(Point-per-instance localization data)

———

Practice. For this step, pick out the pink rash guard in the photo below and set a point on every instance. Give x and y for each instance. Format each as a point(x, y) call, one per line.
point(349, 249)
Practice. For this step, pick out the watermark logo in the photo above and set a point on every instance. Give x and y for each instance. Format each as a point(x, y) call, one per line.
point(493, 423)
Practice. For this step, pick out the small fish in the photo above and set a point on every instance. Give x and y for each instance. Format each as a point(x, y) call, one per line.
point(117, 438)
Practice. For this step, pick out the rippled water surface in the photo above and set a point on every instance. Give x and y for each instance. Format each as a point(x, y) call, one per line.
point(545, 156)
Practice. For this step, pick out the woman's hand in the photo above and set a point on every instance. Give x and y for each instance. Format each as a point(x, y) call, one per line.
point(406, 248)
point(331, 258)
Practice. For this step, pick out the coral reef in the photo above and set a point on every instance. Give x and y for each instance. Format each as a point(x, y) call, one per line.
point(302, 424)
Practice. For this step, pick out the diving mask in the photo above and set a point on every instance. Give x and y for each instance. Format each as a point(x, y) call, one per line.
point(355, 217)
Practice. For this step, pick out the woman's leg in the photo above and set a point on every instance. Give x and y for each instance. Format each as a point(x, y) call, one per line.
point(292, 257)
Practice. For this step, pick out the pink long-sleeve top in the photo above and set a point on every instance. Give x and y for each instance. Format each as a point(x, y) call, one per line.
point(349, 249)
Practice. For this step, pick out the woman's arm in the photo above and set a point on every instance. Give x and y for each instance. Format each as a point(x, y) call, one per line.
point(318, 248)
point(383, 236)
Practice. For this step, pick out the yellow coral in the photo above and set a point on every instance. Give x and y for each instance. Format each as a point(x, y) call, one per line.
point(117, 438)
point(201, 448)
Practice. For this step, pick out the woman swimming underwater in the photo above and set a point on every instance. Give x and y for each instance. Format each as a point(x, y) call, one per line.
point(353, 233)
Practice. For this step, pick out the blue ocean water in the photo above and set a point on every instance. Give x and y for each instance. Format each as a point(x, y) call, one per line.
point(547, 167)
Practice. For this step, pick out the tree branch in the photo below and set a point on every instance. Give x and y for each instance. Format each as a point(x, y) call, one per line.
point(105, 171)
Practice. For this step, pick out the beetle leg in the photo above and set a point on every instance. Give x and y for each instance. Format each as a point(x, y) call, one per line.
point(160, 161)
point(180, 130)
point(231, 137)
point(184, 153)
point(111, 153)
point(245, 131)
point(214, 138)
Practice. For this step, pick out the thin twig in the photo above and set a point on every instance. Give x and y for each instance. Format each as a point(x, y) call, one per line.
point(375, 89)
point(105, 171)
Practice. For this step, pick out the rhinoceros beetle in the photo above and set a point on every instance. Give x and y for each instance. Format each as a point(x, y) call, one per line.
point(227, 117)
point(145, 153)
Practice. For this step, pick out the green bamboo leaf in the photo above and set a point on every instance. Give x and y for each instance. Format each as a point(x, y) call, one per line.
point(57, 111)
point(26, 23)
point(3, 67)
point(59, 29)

———

Prompt = Copy the records exactly, keeping every word in place.

Result =
Practice. For this step, pick out the pink rash guard in the photo below and set a point on every instance. Give x and y for each instance. Format each as a point(x, y) call, one per line.
point(349, 249)
Practice. For this step, pick out the watermark logo in the photo above and set a point on every instance. Give x and y for each instance. Format each as a point(x, y) call, one per line.
point(493, 423)
Practice. For this step, pick out the small fish in the photo above and set a point on every instance. Give x and y for each instance. Format each as a point(x, y) call, one per line.
point(117, 438)
Practice. For this step, pick out the rippled water surface in the photo above and set a point on every instance. Give x and y for each instance. Format each as a point(x, y) call, one per line.
point(545, 156)
Practice. For this step, pick out the woman's hand in the photo above and set a point on every instance. Give x and y for each instance. Format each as a point(x, y) call, one per line.
point(406, 248)
point(331, 258)
Practice. For this step, pick out the coral reef in the photo above and set a point on every instance. Give x and y for each instance. Format each as a point(x, y) call, one per line.
point(302, 424)
Practice. For this step, pick out the diving mask in the photo above and set a point on every instance. Give x and y for each instance. Format each as a point(x, y) call, one per line.
point(355, 217)
Practice. For this step, pick out the woman's leg in the photo above and set a point on every instance. Give x and y for each instance. Format each as a point(x, y) call, one per line.
point(292, 257)
Practice. For this step, pick out the pink long-sleeve top in the photo above and set a point on every instance. Give x and y for each instance. Format each as a point(x, y) call, one per line.
point(349, 249)
Practice. For this step, pick out the woman's arm in the photo above and set a point on every instance. Give x and y for each instance. Format each as a point(x, y) call, one per line.
point(318, 248)
point(383, 236)
Practice. For this step, pick out the yellow coral in the photo above and set a point on every instance. Give x and y for each instance. Format each as a point(x, y) call, one per line.
point(117, 438)
point(201, 448)
Practice. For this step, pick out the woman swimming underwater in the photo above and set a point on every instance. Give x and y for each instance. Format each as a point(x, y) call, one per line.
point(353, 233)
Practice. For this step, pick out the blue ocean water in the photo above and set a point on every instance. Give x and y for each instance. Format each as a point(x, y) call, one per line.
point(547, 167)
Practice. For this step, pick out the tree branch in the photo below and set a point on every instance. Give x and y for each instance. Format each as a point(x, y) call, one per line.
point(105, 171)
Practice. For this step, pick out the beetle leg in the photo above and set a point on every instance. Give x and y for each instance. Format each as a point(x, y) call, one per line.
point(160, 161)
point(180, 130)
point(231, 137)
point(184, 153)
point(111, 153)
point(245, 131)
point(214, 138)
Practice. For this step, pick out the thin twig in the photo above and set a point on every instance. Give x and y for each instance. Format each as a point(x, y) call, one per line.
point(375, 89)
point(105, 171)
Practice. For this step, pick out the rhinoceros beetle in the photo above and set a point on every instance. Give x and y for each instance. Format each as a point(x, y) call, one per line.
point(227, 117)
point(145, 153)
Practice. For this step, pick out the green bamboo leaf in the photo above and set a point on every instance. Give x and y for each instance. Format each as a point(x, y) call, one per line.
point(57, 111)
point(26, 23)
point(3, 67)
point(59, 29)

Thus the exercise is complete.